↓↓↓

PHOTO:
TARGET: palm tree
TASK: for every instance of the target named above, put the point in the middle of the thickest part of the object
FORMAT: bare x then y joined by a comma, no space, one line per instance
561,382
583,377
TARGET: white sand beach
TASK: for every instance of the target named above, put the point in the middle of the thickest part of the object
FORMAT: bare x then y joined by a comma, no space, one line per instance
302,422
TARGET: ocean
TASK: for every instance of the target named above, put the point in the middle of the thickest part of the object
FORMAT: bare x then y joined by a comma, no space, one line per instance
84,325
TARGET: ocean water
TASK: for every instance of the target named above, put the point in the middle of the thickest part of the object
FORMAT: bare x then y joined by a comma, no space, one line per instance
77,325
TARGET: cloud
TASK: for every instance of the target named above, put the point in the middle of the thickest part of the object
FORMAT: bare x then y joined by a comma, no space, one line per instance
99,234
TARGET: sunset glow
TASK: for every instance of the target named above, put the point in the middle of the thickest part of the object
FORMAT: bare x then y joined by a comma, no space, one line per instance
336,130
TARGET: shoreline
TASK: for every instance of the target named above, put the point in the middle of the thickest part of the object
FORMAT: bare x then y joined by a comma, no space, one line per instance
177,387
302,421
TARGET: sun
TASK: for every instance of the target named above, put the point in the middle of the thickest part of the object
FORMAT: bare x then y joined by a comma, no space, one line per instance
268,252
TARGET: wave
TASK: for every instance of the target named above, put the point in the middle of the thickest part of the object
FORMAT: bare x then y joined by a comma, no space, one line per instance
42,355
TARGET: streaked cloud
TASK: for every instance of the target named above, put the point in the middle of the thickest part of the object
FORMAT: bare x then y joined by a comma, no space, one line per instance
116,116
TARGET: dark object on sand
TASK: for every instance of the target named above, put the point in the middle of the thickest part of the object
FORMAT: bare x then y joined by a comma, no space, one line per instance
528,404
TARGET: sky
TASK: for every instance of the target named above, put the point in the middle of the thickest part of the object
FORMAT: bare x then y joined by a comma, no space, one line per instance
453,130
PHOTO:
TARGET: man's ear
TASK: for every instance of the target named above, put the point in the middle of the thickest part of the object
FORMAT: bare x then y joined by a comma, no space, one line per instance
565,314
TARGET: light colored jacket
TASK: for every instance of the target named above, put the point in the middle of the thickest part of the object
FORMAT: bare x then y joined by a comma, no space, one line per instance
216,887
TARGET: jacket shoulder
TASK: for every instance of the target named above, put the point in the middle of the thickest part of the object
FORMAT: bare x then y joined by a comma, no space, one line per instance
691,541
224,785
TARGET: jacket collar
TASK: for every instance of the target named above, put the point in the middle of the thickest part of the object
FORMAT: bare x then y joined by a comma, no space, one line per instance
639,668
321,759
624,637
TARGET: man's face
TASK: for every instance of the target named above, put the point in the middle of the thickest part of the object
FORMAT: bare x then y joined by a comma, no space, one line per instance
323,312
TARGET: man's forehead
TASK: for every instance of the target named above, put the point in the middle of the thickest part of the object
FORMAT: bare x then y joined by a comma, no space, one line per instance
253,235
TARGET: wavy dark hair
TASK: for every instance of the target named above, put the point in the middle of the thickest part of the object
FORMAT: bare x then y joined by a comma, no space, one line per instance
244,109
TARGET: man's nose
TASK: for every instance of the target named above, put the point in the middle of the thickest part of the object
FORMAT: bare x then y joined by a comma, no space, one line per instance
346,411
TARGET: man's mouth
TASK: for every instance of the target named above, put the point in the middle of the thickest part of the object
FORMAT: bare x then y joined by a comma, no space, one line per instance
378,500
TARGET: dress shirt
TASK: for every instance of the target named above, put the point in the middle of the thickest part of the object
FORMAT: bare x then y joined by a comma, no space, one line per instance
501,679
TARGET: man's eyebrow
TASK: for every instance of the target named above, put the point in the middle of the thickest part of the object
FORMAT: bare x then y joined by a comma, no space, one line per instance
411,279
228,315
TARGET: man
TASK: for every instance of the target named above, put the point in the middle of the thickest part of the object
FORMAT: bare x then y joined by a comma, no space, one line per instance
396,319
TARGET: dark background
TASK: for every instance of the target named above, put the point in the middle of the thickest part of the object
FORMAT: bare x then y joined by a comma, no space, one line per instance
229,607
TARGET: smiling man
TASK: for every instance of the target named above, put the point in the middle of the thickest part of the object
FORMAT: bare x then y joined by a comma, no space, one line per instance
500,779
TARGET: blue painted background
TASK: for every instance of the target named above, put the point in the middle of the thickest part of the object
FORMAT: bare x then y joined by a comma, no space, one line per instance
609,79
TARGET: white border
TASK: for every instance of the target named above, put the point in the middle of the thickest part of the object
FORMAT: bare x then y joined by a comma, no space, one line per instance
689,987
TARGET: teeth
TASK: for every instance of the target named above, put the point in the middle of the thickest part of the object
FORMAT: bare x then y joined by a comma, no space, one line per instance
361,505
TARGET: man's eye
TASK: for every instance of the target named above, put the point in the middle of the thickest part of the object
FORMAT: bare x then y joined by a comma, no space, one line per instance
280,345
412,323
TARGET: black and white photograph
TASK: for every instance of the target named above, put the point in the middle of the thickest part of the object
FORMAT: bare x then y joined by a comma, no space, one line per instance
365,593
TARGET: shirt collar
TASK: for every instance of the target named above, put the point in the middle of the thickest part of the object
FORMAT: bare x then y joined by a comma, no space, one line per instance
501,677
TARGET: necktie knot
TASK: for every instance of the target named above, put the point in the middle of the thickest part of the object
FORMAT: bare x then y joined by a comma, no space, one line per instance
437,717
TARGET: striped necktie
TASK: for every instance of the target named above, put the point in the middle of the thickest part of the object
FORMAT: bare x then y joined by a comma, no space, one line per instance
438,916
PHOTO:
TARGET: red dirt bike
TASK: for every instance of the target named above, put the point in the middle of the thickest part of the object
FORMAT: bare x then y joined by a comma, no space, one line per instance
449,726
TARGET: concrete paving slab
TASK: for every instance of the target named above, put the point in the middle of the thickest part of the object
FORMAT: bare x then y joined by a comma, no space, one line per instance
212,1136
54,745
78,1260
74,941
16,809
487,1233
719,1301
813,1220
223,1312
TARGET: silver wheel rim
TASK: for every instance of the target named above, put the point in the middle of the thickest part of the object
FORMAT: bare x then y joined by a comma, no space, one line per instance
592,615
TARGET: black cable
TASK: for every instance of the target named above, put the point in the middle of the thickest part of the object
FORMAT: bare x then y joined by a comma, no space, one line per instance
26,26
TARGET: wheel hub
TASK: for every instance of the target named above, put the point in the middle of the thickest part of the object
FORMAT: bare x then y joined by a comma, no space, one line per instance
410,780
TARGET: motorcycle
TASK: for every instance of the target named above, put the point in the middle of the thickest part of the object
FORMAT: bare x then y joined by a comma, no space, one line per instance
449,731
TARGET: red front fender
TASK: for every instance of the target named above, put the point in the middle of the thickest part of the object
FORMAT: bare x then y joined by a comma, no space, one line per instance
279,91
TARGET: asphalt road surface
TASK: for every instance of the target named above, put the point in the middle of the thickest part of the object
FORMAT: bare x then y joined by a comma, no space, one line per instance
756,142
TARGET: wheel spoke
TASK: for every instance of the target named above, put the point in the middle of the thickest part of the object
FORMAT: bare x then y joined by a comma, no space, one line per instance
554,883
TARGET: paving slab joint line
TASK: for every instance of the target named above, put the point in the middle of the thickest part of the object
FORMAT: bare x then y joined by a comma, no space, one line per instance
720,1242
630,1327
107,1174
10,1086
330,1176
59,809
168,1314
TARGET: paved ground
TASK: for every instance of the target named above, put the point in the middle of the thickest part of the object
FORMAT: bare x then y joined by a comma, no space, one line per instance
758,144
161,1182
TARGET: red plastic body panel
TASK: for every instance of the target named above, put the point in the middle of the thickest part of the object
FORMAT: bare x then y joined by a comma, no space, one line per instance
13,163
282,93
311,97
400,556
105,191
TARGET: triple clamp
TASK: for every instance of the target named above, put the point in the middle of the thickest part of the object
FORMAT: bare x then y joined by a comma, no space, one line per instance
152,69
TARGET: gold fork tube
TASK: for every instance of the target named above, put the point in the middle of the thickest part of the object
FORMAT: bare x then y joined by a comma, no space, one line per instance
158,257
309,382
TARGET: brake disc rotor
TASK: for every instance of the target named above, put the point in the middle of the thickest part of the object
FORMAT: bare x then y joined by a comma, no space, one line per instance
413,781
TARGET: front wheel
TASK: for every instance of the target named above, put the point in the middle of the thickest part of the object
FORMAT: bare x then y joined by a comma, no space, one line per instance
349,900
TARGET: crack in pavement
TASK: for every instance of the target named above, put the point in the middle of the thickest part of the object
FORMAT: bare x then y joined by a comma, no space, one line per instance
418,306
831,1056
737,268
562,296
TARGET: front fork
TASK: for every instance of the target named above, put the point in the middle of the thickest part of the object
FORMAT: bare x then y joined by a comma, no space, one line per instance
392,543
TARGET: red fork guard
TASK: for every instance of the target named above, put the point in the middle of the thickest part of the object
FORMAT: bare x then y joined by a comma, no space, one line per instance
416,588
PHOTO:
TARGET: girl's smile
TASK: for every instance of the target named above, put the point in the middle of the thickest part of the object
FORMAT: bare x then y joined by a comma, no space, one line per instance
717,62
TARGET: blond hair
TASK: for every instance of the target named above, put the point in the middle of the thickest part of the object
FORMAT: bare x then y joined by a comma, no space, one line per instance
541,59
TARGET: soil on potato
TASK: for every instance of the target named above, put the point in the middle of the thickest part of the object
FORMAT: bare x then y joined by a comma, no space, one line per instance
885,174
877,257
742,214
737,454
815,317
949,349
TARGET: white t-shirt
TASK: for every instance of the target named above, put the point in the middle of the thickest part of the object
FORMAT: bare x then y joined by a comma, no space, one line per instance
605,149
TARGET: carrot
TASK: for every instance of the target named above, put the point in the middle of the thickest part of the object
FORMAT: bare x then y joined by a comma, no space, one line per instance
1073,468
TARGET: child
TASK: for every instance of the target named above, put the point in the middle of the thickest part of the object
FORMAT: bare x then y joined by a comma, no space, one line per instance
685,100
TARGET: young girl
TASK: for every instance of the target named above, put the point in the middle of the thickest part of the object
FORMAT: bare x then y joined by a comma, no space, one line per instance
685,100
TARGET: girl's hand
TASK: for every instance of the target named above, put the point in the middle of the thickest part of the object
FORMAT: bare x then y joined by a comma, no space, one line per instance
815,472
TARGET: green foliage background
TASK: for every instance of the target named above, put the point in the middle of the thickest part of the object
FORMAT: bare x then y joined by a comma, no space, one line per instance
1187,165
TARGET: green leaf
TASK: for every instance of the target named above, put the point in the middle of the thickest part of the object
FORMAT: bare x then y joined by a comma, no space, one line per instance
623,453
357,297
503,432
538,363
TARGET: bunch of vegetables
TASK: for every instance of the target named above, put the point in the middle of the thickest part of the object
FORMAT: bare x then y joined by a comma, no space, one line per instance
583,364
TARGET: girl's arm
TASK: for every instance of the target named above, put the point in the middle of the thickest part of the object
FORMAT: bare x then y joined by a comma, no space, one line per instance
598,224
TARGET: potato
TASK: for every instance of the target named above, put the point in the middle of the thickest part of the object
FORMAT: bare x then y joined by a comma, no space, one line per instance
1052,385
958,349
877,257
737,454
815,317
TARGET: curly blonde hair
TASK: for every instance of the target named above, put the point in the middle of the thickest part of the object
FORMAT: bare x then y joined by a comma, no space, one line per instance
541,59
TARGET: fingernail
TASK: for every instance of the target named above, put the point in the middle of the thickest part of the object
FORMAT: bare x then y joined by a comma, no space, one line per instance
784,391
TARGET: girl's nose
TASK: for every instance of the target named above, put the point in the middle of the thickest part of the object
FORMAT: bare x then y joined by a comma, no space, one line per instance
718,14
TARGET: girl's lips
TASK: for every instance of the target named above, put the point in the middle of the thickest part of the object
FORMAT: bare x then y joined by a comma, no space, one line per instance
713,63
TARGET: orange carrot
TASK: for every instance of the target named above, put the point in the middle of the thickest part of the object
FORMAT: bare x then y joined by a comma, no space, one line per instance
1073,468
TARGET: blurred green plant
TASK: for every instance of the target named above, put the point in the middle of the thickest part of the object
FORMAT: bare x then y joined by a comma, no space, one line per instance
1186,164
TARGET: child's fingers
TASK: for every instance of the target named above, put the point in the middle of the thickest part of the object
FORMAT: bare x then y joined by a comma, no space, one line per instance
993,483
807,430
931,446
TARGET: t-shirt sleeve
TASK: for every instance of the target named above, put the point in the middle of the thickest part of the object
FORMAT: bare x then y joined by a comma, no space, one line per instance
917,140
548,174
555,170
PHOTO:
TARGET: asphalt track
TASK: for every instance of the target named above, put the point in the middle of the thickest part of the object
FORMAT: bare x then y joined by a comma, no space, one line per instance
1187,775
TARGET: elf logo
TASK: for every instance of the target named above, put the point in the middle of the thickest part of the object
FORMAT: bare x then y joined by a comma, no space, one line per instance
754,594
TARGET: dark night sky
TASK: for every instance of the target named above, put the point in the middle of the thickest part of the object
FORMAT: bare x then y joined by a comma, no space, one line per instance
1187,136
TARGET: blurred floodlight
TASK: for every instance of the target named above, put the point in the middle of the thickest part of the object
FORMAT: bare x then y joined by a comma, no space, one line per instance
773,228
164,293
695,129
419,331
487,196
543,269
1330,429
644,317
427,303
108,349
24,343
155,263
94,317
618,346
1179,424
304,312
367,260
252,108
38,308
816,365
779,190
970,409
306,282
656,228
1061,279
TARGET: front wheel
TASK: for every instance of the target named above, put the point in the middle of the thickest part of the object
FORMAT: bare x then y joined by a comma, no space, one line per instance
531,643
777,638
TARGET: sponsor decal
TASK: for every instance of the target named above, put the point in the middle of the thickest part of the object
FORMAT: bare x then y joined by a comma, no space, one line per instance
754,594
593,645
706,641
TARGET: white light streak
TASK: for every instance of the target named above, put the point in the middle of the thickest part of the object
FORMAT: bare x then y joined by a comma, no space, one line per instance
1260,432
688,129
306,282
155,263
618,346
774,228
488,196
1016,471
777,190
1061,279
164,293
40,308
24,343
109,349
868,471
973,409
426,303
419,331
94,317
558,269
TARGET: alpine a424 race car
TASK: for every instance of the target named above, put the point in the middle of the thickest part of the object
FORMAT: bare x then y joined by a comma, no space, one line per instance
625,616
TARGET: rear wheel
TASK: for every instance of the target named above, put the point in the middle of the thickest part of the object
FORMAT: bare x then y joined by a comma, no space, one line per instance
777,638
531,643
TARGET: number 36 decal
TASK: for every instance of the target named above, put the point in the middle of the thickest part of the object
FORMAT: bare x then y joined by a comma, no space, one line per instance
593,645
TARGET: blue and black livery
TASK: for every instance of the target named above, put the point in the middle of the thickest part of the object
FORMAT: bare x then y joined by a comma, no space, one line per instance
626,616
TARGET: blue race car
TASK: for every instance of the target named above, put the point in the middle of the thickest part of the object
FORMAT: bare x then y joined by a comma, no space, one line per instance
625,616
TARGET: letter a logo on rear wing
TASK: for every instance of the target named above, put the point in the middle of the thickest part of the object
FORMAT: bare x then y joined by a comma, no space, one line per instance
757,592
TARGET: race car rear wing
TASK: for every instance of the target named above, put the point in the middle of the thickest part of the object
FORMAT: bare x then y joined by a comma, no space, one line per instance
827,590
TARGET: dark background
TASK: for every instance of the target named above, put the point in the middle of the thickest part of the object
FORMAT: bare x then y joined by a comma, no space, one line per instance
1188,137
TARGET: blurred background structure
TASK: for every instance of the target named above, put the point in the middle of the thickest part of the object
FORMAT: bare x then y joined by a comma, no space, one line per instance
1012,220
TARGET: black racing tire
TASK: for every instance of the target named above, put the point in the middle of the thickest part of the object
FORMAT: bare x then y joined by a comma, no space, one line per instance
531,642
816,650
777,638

↑↑↑

PROBLEM TO WORK ON => Emit verbatim the lines running from the one with "TARGET: race car rear wing" through the last line of the data, both endpoints inclusive.

EXPECTED OUTPUT =>
TARGET: race car rear wing
TASK: for every instance of the target named above, put the point in the middle of the thickest part of the object
FORMAT: bare x then y joined by a comma, no space, one line per instance
827,590
TARGET: dark background
TASK: for every instance of the target named above, put the point in the middle of the thickest part of the object
FORMAT: bare x then y joined by a comma, no space, one line per instance
1188,137
TARGET: blurred background structure
TASK: for every instance of the target named above, put the point in the middle of the thickest part of the object
FORMAT: bare x then y joined by a comma, no space, one line per instance
1012,220
TARGET: black racing tire
TASK: for every instance of the target named above, put the point in the middle of the thickest part of the object
FORMAT: bare x then y joined by a comma, no space, one line per instance
531,642
816,650
777,638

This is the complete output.